■ **Work to be completed**: Starting with the line that holds "what_to_find = every instance of guitar bridge", copy out each remaining line of the listing below, up to and including the last one, and include nothing else.

■ **Excerpted data**:
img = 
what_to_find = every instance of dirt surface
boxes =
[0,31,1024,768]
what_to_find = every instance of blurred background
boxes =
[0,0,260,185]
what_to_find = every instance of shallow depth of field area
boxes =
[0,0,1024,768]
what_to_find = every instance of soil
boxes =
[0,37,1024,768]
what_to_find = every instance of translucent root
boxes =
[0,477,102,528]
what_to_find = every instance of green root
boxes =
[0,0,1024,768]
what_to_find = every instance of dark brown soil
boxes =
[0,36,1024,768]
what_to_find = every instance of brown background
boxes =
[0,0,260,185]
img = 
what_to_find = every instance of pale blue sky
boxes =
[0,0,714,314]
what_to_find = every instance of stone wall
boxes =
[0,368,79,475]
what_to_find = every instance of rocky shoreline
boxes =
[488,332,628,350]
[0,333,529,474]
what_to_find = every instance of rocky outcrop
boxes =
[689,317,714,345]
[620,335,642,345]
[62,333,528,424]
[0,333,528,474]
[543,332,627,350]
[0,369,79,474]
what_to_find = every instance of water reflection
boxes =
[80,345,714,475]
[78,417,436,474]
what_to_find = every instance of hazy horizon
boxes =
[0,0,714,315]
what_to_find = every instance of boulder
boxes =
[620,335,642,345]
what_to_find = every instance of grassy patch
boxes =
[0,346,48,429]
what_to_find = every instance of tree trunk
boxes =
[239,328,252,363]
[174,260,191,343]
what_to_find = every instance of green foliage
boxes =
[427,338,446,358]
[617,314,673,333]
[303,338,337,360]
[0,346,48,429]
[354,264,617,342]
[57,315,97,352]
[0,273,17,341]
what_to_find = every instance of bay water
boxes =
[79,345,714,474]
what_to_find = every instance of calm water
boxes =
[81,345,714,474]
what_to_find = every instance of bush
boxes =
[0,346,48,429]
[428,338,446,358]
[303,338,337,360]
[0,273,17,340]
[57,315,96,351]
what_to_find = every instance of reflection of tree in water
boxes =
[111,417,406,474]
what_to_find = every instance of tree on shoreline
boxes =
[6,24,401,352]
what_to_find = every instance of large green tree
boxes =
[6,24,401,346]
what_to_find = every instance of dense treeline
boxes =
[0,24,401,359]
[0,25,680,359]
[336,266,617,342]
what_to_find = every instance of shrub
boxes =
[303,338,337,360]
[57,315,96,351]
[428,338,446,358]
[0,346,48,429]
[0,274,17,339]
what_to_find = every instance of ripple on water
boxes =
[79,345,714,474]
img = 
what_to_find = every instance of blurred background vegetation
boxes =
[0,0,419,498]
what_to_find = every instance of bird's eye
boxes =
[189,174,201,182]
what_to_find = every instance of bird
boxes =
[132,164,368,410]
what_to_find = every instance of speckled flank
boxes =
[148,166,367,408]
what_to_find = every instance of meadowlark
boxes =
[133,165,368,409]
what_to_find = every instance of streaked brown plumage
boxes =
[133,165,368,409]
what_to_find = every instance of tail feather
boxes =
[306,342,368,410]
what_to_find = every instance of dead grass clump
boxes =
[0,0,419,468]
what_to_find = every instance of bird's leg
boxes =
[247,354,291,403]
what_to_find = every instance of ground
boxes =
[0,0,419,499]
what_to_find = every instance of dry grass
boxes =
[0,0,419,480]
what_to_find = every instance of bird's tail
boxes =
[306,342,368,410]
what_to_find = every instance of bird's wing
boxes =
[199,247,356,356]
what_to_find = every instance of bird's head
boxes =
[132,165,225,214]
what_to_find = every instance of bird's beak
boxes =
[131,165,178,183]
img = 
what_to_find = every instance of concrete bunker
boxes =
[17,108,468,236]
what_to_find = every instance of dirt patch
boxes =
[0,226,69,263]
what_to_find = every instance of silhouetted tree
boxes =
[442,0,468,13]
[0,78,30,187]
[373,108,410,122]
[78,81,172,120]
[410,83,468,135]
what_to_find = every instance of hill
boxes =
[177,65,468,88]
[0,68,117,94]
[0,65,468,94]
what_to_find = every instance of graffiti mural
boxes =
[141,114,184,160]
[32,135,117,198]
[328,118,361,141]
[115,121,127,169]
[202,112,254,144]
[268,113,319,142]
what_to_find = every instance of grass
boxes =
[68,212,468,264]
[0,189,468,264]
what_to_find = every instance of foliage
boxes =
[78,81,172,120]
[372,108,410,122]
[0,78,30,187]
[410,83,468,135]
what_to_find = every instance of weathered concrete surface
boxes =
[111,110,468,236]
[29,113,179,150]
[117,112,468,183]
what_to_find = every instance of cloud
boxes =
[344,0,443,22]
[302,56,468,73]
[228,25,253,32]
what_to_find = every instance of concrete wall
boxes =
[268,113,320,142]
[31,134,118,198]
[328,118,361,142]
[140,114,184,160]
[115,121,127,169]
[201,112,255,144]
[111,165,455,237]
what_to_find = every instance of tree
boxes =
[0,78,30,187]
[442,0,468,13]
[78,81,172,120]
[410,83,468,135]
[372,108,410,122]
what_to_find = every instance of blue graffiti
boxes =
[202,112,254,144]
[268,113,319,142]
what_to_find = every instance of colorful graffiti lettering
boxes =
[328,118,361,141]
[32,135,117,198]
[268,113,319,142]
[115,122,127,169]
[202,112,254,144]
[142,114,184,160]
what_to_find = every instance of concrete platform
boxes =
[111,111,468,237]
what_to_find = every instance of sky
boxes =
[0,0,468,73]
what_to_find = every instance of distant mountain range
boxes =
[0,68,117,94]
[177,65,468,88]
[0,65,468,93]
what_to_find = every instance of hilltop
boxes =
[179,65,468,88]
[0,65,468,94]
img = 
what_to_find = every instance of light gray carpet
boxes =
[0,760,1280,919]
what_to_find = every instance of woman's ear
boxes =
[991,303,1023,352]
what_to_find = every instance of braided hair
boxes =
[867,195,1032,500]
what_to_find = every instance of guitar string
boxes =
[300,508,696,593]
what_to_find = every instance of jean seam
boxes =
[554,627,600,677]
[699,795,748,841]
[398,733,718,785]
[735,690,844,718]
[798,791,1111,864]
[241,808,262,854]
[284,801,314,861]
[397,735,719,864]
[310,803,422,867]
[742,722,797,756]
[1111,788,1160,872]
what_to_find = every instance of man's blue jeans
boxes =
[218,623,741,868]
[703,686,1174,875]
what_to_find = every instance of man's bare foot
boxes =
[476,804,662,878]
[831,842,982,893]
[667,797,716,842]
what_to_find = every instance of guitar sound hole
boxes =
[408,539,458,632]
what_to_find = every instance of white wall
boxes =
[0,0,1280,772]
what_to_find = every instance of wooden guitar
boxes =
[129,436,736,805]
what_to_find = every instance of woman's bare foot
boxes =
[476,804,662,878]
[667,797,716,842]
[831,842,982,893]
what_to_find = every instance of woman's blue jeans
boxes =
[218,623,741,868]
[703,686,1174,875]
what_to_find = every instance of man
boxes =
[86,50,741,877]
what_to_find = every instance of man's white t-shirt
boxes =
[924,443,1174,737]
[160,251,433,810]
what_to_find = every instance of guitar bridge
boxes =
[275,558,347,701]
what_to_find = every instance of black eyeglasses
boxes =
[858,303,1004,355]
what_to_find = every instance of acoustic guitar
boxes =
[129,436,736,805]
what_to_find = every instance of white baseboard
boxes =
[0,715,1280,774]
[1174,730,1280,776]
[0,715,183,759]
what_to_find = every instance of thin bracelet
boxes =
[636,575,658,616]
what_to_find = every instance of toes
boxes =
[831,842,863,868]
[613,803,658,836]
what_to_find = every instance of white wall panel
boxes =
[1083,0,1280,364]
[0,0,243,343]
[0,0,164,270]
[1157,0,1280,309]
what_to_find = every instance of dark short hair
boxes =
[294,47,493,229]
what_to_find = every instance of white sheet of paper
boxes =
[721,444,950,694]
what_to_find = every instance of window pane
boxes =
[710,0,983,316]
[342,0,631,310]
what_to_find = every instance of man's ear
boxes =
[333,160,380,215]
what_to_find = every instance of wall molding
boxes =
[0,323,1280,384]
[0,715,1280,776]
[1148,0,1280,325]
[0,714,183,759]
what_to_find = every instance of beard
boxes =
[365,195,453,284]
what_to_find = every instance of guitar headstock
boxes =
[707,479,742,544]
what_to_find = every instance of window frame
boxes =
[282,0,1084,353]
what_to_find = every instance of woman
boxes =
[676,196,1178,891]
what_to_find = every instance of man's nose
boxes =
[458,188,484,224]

■ **Full solution**:
what_to_find = every instance of guitar bridge
boxes =
[275,558,347,701]
what_to_find = every instance of black eyeglasses
boxes =
[858,303,1004,355]
what_to_find = every instance of acoustic guitar
boxes =
[129,436,736,805]
what_to_find = every instance of white baseboard
boxes =
[0,715,1280,774]
[1174,730,1280,776]
[0,715,183,759]
what_to_find = every instance of thin bracelet
boxes =
[636,575,658,616]
what_to_find = every instance of toes
boxes =
[831,842,863,868]
[613,803,658,836]
what_to_find = every instance of white wall panel
boxes =
[1083,0,1280,364]
[0,0,243,343]
[0,0,164,270]
[1157,0,1280,309]
what_to_find = every instance of dark short hair
boxes =
[294,47,493,229]
what_to_find = every instance of white sheet of paper
boxes =
[721,444,950,694]
what_to_find = every instance of window pane
boxes =
[710,0,983,316]
[342,0,631,310]
what_to_find = every instance of man's ear
boxes =
[333,160,380,215]
what_to_find = every instance of wall molding
boxes =
[0,323,1280,384]
[0,715,1280,776]
[1148,0,1280,325]
[0,714,183,759]
what_to_find = every instance of beard
boxes =
[365,195,453,284]
what_to_find = every instance of guitar headstock
boxes =
[707,479,742,544]
what_to_find = every instance of window frame
boxes =
[282,0,1084,353]
what_to_find = every instance of woman
boxes =
[676,196,1178,891]
what_to_find = every instance of man's nose
boxes =
[458,188,484,224]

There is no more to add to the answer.